- _Dataset extract_
════

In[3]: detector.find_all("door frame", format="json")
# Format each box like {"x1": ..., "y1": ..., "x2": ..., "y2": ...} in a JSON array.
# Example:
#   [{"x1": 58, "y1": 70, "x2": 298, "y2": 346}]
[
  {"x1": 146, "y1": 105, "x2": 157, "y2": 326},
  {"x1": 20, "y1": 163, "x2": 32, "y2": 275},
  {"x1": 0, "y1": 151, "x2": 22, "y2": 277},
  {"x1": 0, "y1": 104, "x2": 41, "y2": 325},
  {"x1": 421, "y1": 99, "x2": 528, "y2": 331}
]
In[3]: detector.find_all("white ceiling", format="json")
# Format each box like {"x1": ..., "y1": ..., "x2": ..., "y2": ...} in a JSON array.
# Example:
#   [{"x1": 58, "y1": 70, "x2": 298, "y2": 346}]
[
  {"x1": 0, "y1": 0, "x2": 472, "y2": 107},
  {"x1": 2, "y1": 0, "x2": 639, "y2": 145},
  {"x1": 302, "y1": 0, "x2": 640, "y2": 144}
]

════

- _Exercise directions_
Transcribe the listing above in full, word for word.

- _Result of the task_
In[3]: detector.find_all("door frame", format="json")
# Format each box like {"x1": ..., "y1": ..., "x2": ..., "y2": ...} in a JSON array.
# Example:
#   [{"x1": 58, "y1": 70, "x2": 298, "y2": 346}]
[
  {"x1": 146, "y1": 105, "x2": 157, "y2": 326},
  {"x1": 20, "y1": 163, "x2": 32, "y2": 275},
  {"x1": 0, "y1": 151, "x2": 22, "y2": 277},
  {"x1": 0, "y1": 104, "x2": 41, "y2": 325},
  {"x1": 421, "y1": 99, "x2": 528, "y2": 331}
]
In[3]: detector.find_all("white ceiling", format="json")
# Format each box like {"x1": ..., "y1": ..., "x2": ..., "y2": ...} in a JSON array.
# Example:
#   [{"x1": 58, "y1": 70, "x2": 298, "y2": 346}]
[
  {"x1": 0, "y1": 0, "x2": 472, "y2": 107},
  {"x1": 2, "y1": 0, "x2": 639, "y2": 145},
  {"x1": 302, "y1": 0, "x2": 640, "y2": 144}
]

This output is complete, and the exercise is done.